## pottersheep Having trouble with quotient rule - Calc help please. (x^2 + 1)^4 / x^4 one year ago one year ago

1. pottersheep

I have to derive that

2. pottersheep

The answer is supposed to be [4(x^2-1)(x^2+1)]/x^5 which is not what I get

3. pottersheep

4. ZeHanz

First write it in the equation editor to get a better look at it:$\frac{ (x^2+1)^4 }{ x^4 }=\left( \frac{ x^2+1 }{ x } \right)^4$ Now you can also use the Chain Rule, because we have the 4th power as a second step. The derivative is:$4\left( \frac{ x^2+1 }{ x } \right)^3 \cdot \frac{ x \cdot 2x - 1 \cdot(x^2+1) }{ x^2 }=4\left( \frac{ x^2+1 }{ x } \right)^3 \cdot \frac{ x^2- 1}{ x^2 }$

5. pottersheep

Can I use chain rule where there is a fraction?

- The problem -
Can you extend the forum thread about differentiating (x^2 + 1)^4 / x^4, picking up after its last post?

- Data provided -
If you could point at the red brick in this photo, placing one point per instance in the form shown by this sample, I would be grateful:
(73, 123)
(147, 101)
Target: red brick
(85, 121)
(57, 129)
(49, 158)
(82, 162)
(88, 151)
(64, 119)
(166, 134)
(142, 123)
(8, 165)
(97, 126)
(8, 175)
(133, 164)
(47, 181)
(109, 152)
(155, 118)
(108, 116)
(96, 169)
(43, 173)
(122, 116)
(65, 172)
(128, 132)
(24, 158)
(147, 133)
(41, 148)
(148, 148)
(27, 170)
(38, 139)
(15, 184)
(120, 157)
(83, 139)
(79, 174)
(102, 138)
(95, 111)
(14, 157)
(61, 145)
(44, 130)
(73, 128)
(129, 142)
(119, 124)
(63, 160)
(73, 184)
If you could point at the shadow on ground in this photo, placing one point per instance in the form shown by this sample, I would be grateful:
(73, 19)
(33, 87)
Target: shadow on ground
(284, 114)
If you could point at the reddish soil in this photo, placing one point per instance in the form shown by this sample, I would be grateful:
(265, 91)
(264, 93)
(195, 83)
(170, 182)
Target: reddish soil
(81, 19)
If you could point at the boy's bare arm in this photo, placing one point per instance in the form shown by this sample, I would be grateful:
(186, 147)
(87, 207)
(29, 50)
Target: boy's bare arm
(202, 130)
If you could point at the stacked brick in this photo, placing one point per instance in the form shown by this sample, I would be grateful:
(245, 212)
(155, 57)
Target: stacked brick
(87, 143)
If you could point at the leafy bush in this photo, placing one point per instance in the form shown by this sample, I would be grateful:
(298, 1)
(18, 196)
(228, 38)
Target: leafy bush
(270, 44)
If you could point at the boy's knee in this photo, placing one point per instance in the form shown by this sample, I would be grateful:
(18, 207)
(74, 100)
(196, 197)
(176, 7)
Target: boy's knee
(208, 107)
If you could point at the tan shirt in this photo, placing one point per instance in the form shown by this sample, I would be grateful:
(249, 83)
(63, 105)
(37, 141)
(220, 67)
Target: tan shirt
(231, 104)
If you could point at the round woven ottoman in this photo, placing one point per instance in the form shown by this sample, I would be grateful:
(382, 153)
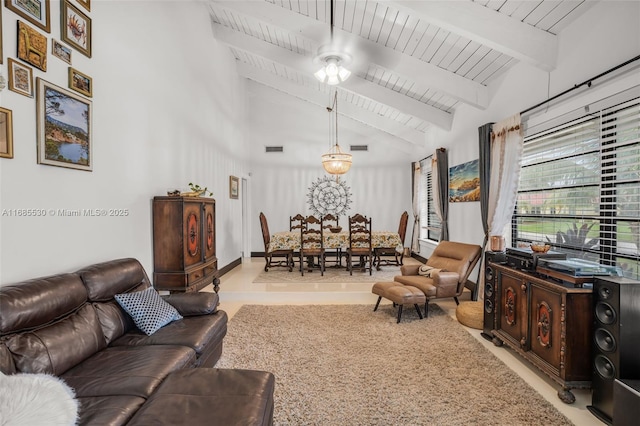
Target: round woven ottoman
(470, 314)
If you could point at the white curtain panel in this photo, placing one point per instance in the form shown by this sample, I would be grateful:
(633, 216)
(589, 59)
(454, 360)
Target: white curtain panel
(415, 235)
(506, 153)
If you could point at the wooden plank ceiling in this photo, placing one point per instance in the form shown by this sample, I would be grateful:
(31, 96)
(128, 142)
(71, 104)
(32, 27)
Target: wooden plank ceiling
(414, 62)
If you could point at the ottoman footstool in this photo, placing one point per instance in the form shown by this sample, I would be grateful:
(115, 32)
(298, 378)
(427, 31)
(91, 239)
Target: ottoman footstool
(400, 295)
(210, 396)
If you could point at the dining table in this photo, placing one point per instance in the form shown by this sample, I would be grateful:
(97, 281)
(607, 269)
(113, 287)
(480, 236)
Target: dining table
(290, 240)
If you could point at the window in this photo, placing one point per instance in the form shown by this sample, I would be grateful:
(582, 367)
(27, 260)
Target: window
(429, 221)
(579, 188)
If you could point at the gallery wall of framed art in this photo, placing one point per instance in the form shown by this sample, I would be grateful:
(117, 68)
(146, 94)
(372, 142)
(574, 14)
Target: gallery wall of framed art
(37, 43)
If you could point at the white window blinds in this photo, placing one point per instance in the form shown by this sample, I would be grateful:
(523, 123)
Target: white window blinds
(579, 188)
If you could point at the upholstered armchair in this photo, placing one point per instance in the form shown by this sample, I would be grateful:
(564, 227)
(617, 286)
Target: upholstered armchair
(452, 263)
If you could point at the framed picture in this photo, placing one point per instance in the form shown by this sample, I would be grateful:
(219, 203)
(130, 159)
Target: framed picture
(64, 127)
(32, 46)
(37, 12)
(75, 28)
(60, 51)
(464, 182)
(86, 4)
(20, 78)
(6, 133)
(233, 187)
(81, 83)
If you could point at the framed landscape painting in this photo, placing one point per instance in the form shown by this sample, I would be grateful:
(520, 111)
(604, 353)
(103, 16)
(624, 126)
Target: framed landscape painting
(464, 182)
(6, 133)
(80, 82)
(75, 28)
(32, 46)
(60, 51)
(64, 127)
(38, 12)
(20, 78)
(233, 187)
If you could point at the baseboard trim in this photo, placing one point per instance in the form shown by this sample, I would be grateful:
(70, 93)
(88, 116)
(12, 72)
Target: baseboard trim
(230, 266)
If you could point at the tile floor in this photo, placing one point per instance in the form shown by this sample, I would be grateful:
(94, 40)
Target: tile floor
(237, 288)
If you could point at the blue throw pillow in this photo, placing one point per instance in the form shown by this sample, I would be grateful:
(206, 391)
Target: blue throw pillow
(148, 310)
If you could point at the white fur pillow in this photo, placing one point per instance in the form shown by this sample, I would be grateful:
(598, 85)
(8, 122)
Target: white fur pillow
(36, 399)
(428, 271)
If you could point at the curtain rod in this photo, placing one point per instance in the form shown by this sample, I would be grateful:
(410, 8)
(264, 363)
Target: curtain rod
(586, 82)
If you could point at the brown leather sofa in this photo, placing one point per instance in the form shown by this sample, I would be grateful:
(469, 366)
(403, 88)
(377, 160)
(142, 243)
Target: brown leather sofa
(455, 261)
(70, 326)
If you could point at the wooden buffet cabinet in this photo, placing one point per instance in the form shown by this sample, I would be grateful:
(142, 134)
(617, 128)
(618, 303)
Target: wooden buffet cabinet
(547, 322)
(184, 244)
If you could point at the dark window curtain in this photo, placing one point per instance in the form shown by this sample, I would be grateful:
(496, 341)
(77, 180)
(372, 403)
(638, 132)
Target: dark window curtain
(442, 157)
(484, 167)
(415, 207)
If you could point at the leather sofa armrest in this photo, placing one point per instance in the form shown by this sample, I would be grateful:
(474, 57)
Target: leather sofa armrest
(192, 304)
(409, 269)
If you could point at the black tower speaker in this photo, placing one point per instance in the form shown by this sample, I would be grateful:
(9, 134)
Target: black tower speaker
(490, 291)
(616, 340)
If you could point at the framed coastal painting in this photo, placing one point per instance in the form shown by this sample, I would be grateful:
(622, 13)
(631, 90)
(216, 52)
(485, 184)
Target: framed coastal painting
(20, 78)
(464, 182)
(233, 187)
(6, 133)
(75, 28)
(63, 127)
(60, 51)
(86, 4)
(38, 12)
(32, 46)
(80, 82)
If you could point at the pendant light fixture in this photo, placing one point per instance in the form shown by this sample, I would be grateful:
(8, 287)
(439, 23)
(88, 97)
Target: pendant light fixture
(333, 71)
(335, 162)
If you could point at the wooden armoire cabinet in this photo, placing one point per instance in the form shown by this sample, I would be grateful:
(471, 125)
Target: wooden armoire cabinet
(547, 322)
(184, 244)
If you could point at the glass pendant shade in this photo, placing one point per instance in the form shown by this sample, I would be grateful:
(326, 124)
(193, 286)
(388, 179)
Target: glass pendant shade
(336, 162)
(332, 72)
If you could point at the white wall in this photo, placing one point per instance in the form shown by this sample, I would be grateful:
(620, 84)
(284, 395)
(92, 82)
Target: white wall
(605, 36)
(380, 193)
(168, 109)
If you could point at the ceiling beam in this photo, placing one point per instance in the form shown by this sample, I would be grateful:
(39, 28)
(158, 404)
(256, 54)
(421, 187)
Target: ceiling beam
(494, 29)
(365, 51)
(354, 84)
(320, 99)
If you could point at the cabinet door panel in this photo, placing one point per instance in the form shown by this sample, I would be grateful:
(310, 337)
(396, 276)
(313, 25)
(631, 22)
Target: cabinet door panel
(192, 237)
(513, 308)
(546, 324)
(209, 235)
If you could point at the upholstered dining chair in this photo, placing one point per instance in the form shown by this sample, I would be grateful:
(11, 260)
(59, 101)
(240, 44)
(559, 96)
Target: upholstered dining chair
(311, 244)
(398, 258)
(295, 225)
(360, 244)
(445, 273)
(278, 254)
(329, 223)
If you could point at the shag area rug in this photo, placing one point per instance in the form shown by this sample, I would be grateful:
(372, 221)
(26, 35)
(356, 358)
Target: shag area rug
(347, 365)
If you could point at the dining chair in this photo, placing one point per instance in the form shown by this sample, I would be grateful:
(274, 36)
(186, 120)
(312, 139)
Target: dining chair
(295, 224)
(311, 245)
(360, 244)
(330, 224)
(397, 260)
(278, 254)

...

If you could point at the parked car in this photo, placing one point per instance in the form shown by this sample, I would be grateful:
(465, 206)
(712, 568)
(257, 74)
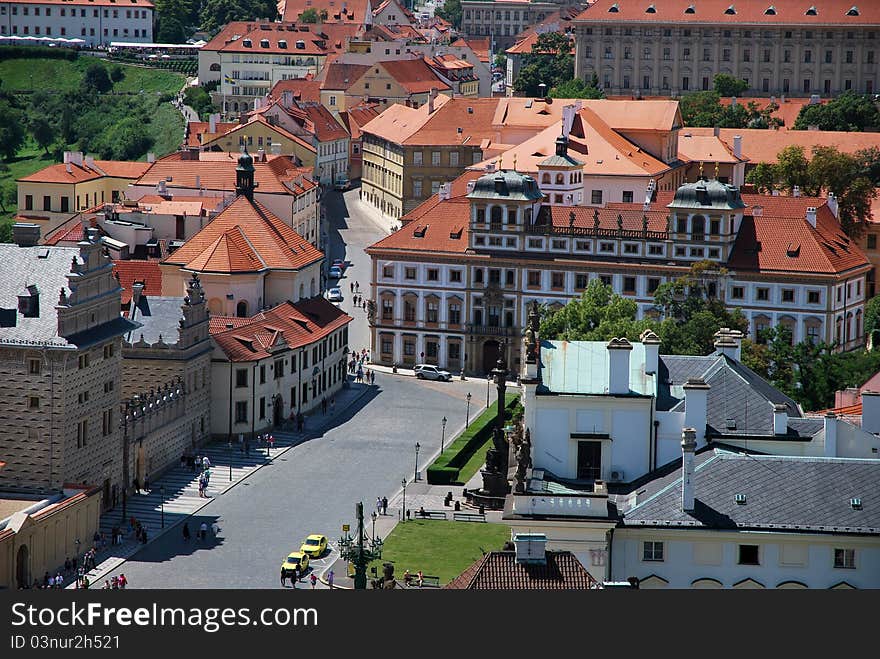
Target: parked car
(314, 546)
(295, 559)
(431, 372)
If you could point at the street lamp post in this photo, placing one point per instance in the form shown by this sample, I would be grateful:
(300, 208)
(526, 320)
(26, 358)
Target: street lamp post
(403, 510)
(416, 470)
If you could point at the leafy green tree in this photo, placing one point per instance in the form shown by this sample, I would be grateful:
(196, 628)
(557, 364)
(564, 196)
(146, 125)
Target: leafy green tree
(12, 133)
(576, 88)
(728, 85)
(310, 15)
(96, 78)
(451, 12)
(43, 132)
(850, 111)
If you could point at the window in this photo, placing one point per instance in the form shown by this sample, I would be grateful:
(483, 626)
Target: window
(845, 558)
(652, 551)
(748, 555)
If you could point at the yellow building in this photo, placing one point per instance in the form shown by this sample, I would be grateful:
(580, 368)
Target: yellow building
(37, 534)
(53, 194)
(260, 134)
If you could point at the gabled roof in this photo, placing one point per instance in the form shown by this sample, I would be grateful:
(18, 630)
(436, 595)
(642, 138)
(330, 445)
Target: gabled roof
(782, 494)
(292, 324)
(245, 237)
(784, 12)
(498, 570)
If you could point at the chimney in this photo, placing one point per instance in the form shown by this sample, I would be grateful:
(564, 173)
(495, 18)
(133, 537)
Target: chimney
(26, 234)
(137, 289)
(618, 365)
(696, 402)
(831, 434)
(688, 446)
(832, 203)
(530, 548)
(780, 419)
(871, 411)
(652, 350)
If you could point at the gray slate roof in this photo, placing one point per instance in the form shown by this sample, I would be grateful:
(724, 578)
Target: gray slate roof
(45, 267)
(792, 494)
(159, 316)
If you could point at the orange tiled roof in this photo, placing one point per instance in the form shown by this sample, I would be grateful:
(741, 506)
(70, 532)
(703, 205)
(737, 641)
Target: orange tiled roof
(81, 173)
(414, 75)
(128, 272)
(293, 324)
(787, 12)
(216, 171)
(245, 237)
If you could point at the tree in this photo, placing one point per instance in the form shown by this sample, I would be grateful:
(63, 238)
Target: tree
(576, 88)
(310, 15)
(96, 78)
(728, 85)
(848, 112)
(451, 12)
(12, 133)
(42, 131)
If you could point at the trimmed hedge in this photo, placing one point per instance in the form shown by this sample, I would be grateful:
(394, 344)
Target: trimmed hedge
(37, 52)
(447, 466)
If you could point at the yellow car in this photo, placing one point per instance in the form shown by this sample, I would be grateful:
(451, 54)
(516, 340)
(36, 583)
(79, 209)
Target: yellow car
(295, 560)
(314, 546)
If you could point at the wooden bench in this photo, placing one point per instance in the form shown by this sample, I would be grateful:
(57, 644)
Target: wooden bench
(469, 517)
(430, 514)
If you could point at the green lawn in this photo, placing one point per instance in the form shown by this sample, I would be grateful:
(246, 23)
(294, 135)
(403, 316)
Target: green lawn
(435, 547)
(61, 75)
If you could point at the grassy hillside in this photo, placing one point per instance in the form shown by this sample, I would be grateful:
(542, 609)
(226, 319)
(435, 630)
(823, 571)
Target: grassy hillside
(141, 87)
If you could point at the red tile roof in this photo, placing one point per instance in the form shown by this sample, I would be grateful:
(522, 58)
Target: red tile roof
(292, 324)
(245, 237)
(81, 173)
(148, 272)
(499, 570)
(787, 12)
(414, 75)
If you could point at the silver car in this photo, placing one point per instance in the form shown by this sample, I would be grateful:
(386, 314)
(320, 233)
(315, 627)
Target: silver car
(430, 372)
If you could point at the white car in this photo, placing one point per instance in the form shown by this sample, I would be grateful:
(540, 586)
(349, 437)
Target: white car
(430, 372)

- Output of the exercise -
6. ZeHanz

Although we're done differentiating, we could still simplify:$\frac{ 4(x^2+1)^3(x^2-1) }{ x^5 }$

7. ZeHanz

@pottersheep: as long as there is a chain, you can (have to) use the Chain Rule! The chain here is: 1. u=(x^2+1)/x 2. y=u^4

8. pottersheep

Ah ok

9. pottersheep

10. ZeHanz

You could have done it without Chain Rule, if you leave the original function as it was:$\left( \frac{ (x^2 + 1)^4 }{ x^4 }\right)'=\frac{ x^4 \cdot 4(x^2+1)^3 \cdot 2x-(x^2+1)^4 \cdot 4x^3 }{ x^8 }$ (still used Chain Rule - see factor 2x!) This now also has to be simplified (begin with dividing everything by x³):$\frac{ 8x^2(x^2+1)^3-4(x^2+1)^4 }{ x^5 }=$$\frac{ 4(x^2+1)^3(2x^2-(x^2+1)) }{ x^5 }=\frac{ 4(x^2+1)^3(x^2-1) }{ x^5 }$So we come to the same answer, eventually. You decide which method is easier!

11. pottersheep

OHhhhh that's what I did before! I see my mistake now! :)

12. pottersheep

Thanks again!

13. ZeHanz

yw!